# Tasks to carry out
1. Condense the paragraph of the cath lab article that begins "And while regulatory changes" into a shorter version that keeps its main facts.
2. Set down everything in the cath lab article from "Modern Vascular: Cath" down to "ventricular support devices.", word for word.

# Text under study
▼

These advancements mean conditions that once required open surgery are now treatable with minimally invasive procedures, where patients can go home the same day.

“We don’t have to cut a patient open or stitch them up, so there’s a big trend to doing everything less invasive,” Dr. Shyam Sathanandam, director of the cardiac catheterization laboratory at Le Bonheur Children’s Hospital in Memphis, told HCB News. “As a result, the number of procedures performed in current cath labs throughout the country are going up, so more and more hospitals are building new cath labs. Even existing hospitals that have cath labs are adding more.”

And while regulatory changes have been a long-standing and difficult to overcome barrier, they have finally caught up to the science and permit ASC cath labs to grow in the therapeutic space, says Dr. Rick Snyder, an interventional cardiologist and president of HeartPlace, a cardiology and cath lab practice in Dallas. "Private payers started to pay for therapeutic procedures first years ago but Medicare was very resistant. Medicare did not even cover PCI (Percutaneous coronary intervention) until 2020 for the first time."

Modern Vascular: Cath labs today can perform fluoroscopy but also intravascular imaging, intravascular physiology, integrated CT imaging to guide procedures, and are equipped with newer left ventricular support devices.
(Photo courtesy of Modern Vascular)
Heading out of the hospital
Most patients want to avoid hospitals as much as possible, instead preferring ambulatory and outpatient settings, where they can typically receive the care they need at a lower price and closer to home.

“Especially in the COVID era, patients do not want to go to the hospital to have procedures performed. If procedures can be accomplished in the ambulatory setting, you can more carefully control that only COVID negative patients come through the doors; that’s not true in a hospital,” said Dr. J. Jeffrey Marshall, chief of the Northside Cardiovascular Institute. “In the future, due to technology like coronary CTA/FFRCT, the diagnostic procedures will and are starting to move out of the hospital and into the ambulatory surgical settings. Low-risk therapeutic procedures may stay in the ambulatory surgery centers, with only higher-risk therapeutic procedures being performed in the hospital.”

▲

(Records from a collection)
▼

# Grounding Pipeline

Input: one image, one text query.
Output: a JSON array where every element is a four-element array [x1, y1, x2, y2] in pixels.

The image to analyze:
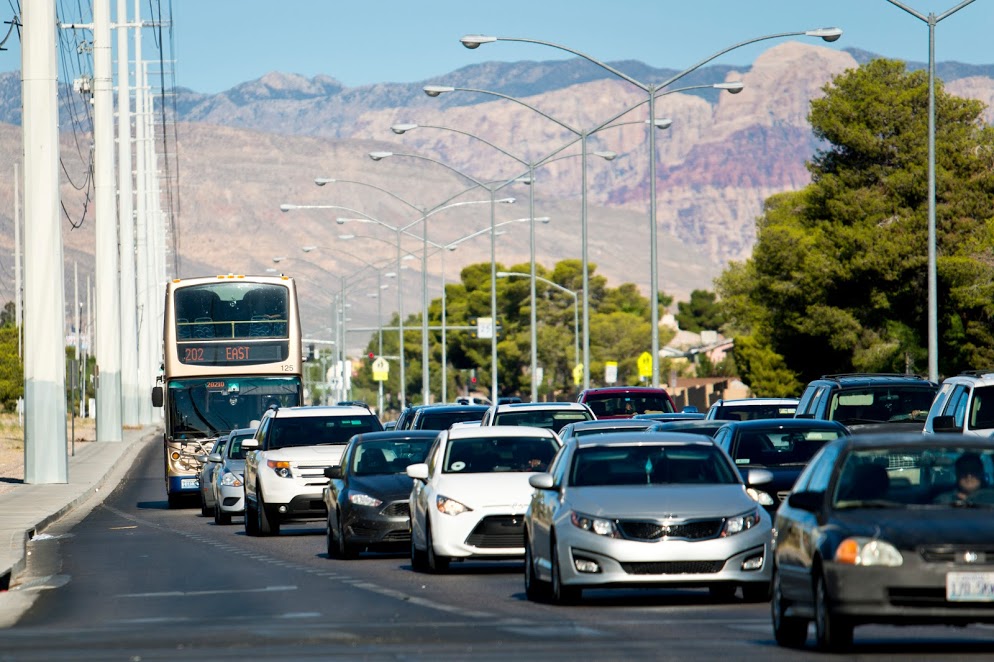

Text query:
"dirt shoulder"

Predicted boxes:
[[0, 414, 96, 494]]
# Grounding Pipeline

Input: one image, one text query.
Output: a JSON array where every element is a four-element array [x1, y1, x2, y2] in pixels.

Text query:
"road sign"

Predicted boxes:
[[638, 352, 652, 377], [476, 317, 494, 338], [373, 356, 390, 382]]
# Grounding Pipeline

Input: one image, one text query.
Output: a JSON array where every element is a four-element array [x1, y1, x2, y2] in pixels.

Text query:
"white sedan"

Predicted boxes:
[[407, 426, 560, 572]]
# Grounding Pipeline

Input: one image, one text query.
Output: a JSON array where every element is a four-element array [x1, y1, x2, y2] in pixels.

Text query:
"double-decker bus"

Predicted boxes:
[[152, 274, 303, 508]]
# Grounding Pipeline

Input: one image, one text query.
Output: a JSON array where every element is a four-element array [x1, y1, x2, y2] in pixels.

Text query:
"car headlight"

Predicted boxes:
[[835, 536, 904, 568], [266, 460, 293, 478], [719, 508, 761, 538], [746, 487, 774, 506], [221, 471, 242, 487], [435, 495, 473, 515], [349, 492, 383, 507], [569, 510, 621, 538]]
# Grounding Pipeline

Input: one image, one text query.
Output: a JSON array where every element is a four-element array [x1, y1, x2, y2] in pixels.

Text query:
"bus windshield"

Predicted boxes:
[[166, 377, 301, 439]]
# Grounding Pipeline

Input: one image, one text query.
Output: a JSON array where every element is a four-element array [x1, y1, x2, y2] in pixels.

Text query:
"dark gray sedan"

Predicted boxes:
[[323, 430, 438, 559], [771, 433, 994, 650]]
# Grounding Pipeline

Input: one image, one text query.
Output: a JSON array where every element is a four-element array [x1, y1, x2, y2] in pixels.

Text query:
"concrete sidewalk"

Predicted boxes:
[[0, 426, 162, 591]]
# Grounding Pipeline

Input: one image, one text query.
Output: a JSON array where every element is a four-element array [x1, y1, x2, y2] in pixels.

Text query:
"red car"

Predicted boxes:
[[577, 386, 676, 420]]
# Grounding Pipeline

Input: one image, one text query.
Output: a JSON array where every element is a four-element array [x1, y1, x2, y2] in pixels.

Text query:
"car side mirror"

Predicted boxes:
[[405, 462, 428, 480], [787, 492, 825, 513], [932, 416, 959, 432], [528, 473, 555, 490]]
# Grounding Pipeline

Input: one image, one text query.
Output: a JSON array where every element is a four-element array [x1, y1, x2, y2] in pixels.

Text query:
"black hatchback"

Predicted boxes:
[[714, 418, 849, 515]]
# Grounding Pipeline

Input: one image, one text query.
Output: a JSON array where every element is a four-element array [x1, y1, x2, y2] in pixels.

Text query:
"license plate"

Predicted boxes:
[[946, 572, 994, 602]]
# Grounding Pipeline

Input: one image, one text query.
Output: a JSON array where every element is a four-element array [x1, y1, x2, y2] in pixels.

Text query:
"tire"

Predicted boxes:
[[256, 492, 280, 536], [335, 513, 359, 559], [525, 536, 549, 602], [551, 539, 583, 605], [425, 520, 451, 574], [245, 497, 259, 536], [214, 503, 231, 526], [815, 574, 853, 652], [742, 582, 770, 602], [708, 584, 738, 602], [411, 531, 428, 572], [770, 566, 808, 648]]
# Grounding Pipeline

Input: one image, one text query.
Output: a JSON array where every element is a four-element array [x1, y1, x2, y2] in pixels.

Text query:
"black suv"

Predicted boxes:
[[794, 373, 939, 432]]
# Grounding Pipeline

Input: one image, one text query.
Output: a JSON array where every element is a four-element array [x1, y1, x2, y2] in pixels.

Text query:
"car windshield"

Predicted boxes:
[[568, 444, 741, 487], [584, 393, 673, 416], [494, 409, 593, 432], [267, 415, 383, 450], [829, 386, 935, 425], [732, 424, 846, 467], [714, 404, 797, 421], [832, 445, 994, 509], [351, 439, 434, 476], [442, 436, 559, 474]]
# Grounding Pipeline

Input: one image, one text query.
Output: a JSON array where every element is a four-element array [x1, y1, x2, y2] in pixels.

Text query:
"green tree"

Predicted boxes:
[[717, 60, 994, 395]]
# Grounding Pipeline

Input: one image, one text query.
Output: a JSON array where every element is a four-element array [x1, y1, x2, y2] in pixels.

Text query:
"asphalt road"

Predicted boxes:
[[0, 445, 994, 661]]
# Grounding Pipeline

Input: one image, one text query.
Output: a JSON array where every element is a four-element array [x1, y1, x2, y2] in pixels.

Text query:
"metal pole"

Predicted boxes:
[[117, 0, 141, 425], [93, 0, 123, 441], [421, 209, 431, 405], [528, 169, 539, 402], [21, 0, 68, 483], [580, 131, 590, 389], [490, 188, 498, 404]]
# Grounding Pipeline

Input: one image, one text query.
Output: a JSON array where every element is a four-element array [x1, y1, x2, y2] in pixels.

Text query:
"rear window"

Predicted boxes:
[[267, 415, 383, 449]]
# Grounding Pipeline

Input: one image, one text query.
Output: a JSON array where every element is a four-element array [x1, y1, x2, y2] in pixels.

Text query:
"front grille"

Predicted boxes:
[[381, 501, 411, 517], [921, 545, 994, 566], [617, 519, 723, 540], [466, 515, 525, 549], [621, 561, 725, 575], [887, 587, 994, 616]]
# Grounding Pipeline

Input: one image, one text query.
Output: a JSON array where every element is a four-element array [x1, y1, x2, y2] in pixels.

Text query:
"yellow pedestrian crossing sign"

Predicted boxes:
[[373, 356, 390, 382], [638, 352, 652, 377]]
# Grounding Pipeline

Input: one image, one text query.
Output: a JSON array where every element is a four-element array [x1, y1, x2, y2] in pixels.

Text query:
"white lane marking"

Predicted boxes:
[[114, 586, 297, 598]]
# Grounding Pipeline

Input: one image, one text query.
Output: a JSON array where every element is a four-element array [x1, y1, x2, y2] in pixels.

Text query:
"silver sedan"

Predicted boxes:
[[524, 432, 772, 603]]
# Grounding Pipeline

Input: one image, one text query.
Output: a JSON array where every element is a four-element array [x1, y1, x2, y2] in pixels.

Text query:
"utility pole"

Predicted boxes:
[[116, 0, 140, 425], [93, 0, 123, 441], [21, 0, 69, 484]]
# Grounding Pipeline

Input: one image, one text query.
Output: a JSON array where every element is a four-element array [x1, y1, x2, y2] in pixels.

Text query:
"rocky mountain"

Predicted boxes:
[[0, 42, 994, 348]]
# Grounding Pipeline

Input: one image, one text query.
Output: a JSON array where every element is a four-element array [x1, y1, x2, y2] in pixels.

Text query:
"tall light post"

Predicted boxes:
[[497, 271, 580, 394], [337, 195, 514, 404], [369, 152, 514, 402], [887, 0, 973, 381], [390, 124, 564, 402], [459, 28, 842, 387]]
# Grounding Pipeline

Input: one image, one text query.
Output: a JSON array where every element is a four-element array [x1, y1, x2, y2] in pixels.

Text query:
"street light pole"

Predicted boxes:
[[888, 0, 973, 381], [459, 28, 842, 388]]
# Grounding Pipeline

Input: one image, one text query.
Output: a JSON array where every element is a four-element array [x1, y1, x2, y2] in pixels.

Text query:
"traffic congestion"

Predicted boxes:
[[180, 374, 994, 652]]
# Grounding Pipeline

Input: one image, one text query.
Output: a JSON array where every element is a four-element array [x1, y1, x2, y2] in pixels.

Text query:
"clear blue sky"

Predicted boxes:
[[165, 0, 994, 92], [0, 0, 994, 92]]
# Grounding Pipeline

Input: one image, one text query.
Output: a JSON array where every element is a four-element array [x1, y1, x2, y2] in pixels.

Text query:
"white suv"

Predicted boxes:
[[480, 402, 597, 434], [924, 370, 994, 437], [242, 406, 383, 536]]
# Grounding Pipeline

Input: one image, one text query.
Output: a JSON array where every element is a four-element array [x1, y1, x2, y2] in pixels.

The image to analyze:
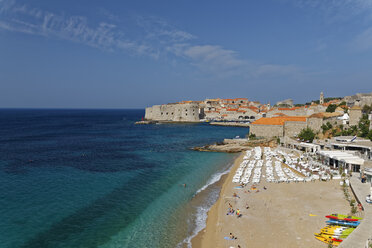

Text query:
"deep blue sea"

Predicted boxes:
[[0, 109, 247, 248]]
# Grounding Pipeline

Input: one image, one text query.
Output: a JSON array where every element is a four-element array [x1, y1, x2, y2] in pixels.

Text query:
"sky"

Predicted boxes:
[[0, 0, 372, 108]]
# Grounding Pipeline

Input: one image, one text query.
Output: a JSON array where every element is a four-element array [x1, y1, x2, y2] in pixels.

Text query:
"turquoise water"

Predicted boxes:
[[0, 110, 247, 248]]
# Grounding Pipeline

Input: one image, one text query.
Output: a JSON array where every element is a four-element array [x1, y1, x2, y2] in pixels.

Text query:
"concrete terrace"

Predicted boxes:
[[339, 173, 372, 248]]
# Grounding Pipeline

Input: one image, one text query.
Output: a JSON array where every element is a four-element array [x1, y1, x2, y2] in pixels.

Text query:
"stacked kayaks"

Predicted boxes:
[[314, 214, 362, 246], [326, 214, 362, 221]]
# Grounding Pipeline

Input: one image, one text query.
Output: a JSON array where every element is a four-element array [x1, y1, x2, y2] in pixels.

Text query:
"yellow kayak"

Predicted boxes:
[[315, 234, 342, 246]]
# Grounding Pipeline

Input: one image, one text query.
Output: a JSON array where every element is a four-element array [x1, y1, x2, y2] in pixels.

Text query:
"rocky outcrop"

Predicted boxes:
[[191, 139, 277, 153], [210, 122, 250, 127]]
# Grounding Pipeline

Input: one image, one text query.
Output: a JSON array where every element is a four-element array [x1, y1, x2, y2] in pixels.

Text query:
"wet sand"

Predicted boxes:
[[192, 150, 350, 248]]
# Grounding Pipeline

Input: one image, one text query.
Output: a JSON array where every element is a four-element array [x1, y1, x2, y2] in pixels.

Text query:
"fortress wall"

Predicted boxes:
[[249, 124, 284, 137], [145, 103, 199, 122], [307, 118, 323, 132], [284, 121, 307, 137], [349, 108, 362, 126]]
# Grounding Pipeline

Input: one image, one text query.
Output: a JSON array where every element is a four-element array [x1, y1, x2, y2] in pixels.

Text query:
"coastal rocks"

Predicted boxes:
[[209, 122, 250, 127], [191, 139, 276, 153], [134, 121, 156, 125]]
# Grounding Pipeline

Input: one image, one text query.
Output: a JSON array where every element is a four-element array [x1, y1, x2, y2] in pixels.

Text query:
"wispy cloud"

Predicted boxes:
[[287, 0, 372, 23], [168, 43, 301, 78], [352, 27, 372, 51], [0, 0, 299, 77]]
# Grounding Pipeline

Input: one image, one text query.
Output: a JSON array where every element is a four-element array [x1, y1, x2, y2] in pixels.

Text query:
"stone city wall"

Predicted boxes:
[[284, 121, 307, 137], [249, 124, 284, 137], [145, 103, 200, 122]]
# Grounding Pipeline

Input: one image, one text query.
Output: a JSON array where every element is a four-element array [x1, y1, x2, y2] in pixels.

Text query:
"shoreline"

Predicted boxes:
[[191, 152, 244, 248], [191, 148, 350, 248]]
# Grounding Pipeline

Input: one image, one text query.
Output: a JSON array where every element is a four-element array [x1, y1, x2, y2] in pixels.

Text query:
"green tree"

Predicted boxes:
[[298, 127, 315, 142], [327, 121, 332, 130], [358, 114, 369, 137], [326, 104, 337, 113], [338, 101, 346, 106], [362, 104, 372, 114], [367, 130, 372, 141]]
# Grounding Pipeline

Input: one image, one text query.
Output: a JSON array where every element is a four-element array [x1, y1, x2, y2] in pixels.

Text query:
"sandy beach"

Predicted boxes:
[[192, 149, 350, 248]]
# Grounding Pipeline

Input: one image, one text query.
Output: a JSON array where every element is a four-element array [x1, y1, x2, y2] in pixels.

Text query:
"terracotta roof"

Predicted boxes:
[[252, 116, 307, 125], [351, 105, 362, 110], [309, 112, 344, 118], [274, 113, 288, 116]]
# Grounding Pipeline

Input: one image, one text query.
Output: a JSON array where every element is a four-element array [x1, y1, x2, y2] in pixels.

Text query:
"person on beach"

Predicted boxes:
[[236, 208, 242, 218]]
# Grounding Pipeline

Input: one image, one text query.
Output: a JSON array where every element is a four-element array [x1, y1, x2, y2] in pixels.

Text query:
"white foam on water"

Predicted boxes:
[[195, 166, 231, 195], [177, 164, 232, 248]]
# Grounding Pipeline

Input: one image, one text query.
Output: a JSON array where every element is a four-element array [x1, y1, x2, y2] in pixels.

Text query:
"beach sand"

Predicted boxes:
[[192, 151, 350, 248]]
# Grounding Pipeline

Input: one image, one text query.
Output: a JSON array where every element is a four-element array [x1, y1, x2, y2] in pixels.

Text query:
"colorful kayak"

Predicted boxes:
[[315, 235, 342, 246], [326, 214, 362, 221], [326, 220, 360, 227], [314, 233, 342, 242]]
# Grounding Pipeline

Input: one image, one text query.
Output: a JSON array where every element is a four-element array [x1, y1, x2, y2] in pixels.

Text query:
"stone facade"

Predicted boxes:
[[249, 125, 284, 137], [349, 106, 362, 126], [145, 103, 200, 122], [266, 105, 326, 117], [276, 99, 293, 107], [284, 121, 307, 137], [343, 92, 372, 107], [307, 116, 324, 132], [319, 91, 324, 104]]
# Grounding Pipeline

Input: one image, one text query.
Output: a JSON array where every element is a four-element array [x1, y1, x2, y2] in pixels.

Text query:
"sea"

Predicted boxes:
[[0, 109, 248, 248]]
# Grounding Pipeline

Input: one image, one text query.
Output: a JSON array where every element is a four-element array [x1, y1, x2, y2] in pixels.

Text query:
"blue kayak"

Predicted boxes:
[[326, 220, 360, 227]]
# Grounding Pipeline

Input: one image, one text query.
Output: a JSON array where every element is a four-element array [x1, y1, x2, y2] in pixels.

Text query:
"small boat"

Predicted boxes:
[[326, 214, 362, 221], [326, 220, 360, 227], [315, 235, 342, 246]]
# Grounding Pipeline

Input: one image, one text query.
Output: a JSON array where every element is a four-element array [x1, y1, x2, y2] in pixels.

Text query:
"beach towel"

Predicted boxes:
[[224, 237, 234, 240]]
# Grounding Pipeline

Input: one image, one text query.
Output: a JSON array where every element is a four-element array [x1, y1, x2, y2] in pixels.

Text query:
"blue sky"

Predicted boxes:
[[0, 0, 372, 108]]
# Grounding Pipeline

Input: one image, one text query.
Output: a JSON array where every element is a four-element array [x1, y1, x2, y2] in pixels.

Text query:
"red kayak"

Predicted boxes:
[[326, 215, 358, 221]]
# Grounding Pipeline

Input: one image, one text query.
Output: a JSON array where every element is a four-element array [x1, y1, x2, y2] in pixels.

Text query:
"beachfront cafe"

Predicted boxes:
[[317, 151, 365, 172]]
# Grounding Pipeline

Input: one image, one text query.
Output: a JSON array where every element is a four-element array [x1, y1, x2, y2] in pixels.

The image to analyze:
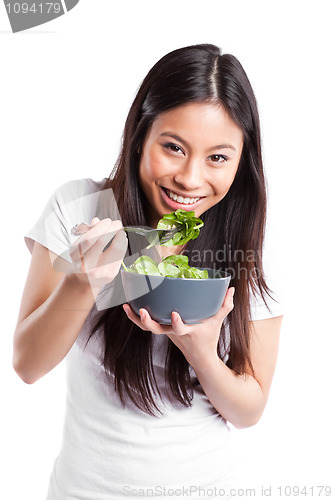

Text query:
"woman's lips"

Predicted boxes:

▲

# Results by task
1. According to Dr. Rick Snyder, an interventional cardiologist and president of HeartPlace, a Dallas cardiology and cath lab practice, regulatory changes were long a hard barrier. They have now caught up to the science and let ASC cath labs grow in the therapeutic space. Private payers began paying for therapeutic procedures years ago, but Medicare resisted and first covered PCI (percutaneous coronary intervention) only in 2020.

2.
Modern Vascular: Cath labs today can perform fluoroscopy but also intravascular imaging, intravascular physiology, integrated CT imaging to guide procedures, and are equipped with newer left ventricular support devices.